(Data items)
————

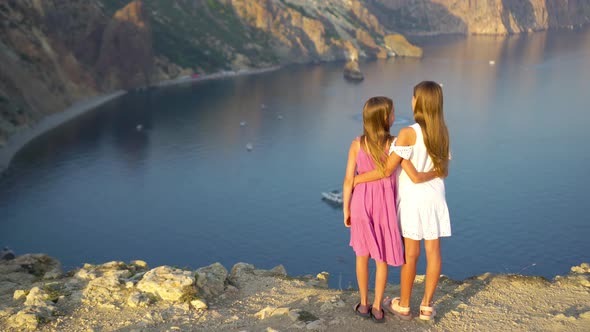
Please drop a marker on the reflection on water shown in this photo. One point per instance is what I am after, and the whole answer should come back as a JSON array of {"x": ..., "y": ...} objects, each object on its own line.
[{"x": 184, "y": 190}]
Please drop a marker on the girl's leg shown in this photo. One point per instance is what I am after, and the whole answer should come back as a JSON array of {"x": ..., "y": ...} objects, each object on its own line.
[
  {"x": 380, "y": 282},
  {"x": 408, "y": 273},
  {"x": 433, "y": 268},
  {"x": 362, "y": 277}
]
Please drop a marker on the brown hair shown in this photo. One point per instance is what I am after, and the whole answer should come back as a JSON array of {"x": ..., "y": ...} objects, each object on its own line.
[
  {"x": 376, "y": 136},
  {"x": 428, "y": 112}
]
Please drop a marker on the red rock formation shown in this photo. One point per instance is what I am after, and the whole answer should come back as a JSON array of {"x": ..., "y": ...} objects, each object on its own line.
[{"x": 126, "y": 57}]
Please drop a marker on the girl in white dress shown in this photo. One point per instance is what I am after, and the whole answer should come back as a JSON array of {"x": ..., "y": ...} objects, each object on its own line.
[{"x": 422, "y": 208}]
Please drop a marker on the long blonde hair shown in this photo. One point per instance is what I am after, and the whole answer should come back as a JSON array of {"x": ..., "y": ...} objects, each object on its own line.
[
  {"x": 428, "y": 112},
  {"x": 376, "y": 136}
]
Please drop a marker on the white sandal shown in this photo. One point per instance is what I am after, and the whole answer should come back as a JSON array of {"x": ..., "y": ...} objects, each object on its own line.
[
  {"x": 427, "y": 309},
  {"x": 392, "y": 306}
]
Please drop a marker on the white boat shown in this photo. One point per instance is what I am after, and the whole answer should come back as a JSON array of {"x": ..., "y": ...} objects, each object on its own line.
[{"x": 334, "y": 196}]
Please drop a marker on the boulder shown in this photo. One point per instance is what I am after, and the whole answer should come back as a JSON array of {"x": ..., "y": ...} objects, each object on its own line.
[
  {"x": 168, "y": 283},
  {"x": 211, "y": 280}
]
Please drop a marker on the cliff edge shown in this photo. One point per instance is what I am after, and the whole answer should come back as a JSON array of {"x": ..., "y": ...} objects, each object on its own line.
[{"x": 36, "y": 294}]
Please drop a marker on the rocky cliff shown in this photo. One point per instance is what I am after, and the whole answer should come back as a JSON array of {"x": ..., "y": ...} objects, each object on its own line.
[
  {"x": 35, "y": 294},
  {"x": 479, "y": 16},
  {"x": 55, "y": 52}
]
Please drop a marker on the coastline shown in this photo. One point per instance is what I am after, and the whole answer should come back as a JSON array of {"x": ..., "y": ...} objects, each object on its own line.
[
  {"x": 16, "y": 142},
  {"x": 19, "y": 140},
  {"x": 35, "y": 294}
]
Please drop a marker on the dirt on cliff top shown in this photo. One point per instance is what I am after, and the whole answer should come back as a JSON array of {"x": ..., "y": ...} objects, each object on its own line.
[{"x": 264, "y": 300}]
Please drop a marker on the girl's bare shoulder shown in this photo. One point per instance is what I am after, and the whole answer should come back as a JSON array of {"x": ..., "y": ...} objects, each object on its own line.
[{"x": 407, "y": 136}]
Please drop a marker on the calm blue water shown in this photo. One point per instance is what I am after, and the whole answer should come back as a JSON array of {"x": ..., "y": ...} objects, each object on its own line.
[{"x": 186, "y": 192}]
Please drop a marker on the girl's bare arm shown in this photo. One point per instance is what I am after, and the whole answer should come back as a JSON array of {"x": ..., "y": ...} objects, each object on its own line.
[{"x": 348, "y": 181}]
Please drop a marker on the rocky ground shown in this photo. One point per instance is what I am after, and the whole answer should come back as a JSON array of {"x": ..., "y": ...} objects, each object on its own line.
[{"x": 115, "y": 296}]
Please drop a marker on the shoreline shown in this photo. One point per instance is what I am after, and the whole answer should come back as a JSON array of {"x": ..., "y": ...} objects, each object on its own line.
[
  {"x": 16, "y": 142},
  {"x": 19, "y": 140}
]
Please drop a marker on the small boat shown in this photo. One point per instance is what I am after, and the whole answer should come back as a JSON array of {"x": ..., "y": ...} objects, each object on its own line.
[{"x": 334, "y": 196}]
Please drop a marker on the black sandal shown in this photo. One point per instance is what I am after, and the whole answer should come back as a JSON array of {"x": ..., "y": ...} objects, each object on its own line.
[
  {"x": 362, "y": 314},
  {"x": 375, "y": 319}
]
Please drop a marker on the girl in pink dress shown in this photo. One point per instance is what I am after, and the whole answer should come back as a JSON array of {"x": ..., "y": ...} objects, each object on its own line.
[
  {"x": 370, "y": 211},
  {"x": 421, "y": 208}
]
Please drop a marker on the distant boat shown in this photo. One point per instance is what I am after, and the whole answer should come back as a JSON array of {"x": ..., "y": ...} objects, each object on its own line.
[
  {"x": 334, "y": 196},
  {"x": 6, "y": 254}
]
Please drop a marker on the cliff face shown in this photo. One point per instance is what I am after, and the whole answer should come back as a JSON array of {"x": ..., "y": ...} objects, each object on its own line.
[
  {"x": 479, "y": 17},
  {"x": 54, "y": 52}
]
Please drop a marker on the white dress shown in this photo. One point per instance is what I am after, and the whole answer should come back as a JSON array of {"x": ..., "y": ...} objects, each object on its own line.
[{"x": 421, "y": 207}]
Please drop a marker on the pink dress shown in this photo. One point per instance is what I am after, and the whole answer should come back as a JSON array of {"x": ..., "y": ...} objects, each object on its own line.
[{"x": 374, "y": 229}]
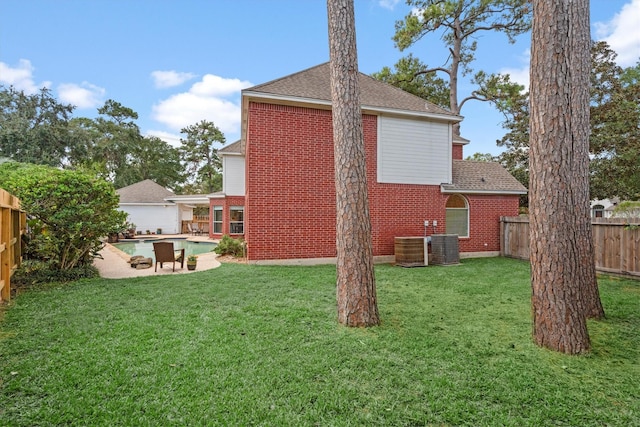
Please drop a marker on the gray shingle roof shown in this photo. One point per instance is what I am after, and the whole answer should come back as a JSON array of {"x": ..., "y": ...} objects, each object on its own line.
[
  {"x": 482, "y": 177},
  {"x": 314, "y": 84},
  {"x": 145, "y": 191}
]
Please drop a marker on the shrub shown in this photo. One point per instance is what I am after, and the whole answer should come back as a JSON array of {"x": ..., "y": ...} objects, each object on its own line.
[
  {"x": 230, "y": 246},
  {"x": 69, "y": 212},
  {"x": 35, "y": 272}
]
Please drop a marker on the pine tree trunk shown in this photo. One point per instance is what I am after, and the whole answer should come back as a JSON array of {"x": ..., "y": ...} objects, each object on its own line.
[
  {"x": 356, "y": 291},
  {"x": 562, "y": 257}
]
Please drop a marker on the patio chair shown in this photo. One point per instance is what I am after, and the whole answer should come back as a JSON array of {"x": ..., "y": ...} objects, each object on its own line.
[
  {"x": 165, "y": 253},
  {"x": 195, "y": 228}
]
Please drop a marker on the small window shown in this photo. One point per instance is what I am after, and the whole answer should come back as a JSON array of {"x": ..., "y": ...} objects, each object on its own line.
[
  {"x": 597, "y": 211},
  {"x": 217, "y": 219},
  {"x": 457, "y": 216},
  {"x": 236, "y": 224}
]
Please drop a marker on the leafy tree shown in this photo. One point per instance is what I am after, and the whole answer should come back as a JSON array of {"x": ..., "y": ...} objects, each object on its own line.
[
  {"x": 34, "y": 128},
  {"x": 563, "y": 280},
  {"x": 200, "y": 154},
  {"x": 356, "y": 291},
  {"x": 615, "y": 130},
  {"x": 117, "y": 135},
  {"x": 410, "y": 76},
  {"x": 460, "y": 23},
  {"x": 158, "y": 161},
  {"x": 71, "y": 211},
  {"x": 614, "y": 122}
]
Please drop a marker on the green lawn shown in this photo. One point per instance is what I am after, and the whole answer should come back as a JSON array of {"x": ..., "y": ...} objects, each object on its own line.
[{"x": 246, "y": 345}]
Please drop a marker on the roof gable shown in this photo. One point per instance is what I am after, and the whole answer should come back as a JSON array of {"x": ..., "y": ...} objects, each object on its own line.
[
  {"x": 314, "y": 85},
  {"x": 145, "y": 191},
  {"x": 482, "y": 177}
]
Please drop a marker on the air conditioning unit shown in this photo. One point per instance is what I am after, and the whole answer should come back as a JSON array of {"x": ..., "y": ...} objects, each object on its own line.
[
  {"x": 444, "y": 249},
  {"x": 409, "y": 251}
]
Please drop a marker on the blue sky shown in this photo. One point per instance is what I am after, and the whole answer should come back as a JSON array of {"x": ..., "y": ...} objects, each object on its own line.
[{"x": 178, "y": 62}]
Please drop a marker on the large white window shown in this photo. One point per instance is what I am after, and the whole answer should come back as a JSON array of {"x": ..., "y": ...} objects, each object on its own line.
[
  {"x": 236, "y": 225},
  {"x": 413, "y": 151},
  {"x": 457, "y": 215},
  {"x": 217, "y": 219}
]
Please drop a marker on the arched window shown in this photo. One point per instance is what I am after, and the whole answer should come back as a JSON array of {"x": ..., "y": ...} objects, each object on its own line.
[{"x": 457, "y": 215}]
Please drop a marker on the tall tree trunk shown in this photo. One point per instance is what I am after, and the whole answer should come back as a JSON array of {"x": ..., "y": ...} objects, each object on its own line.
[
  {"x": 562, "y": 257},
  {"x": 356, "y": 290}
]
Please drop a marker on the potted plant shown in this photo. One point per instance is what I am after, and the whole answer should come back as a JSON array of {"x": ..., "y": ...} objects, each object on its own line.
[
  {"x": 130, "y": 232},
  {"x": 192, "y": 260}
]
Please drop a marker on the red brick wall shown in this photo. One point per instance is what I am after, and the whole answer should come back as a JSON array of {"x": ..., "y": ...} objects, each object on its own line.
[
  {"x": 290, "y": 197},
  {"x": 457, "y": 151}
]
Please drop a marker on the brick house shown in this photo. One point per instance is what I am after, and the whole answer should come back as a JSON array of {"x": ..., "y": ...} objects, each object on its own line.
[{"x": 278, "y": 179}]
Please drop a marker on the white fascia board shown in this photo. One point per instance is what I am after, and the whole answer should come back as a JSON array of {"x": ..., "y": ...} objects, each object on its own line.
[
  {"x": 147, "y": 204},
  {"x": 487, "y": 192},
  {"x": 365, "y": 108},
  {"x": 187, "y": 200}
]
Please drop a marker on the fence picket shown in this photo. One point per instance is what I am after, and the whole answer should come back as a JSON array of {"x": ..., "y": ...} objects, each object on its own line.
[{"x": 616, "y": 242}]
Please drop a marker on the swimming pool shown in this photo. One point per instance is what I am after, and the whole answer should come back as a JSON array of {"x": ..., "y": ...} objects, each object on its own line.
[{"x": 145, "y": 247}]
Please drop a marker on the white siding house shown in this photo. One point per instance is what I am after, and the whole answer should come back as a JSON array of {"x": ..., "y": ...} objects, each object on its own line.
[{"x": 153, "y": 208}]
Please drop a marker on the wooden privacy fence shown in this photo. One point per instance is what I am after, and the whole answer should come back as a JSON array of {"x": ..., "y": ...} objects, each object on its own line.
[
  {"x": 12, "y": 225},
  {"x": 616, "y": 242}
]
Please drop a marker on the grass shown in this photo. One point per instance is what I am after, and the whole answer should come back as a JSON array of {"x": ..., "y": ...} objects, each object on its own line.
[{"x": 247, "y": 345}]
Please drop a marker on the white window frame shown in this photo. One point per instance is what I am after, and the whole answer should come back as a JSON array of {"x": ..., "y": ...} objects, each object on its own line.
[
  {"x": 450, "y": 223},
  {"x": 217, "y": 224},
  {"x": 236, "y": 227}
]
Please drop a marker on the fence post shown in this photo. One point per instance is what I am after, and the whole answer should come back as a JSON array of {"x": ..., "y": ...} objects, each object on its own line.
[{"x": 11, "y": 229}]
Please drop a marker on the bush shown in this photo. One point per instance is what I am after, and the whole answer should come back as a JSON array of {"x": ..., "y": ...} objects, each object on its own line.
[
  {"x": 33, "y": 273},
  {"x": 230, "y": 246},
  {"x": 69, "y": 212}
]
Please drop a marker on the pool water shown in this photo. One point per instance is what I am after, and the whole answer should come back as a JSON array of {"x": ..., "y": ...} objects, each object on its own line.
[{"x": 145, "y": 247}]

————

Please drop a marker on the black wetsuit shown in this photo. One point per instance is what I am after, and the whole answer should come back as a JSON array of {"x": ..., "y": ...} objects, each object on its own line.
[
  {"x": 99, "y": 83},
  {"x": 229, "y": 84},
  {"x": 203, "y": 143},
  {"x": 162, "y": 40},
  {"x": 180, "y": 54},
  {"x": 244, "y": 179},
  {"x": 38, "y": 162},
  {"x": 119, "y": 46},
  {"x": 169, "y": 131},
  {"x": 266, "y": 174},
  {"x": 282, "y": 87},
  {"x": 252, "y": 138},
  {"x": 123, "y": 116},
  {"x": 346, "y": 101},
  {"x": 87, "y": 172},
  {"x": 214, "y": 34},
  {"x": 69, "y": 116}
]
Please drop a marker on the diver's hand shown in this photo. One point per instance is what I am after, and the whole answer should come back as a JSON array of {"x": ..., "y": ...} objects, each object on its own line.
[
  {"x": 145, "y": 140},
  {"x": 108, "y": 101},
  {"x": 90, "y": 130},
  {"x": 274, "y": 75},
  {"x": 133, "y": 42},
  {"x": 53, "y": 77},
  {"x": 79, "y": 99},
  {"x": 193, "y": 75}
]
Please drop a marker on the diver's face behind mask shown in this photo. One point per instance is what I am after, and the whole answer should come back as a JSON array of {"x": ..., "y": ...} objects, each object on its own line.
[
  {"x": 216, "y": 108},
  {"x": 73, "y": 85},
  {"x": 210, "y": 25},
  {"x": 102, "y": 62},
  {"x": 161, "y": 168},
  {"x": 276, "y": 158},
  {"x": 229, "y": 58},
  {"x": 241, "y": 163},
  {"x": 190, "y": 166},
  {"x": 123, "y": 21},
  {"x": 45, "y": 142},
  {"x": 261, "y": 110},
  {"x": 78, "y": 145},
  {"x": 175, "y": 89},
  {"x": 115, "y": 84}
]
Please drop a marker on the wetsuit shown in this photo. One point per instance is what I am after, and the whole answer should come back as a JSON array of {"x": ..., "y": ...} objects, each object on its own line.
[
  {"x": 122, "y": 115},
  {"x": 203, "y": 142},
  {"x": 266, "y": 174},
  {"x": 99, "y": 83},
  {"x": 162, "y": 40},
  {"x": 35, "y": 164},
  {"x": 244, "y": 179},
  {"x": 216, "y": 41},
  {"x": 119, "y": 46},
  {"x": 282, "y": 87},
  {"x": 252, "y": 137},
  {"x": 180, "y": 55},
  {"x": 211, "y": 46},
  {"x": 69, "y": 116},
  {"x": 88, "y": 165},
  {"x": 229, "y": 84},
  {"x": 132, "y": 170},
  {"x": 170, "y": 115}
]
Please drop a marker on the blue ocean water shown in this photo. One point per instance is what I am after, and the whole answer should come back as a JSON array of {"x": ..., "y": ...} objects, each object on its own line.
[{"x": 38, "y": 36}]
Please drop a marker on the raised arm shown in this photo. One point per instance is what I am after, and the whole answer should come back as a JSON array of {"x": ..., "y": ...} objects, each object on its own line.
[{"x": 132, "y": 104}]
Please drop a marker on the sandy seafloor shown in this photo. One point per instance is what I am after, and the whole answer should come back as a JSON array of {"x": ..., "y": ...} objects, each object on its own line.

————

§ **Work instruction**: An exact copy of the lines above between the line holding "Please drop a marker on the blue ocean" and the line holding "Please drop a marker on the sandy", inclusive, is the whole answer.

§ **Answer box**:
Please drop a marker on the blue ocean water shown in this photo. One point per instance is what I am after, and the whole answer should come back as a JSON array of {"x": ..., "y": ...} objects, each object on its own line.
[{"x": 38, "y": 36}]
Please drop a marker on the raised arm shown in this photo. One point per instance is what I am after, and the whole answer should come back as a JSON array of {"x": ..., "y": ...} objects, each object on its own line.
[{"x": 132, "y": 104}]
Please drop a marker on the sandy seafloor shown in this photo. One point per instance is what I am after, and the whole answer should come back as a JSON array of {"x": ..., "y": ...} objects, each object on its own line.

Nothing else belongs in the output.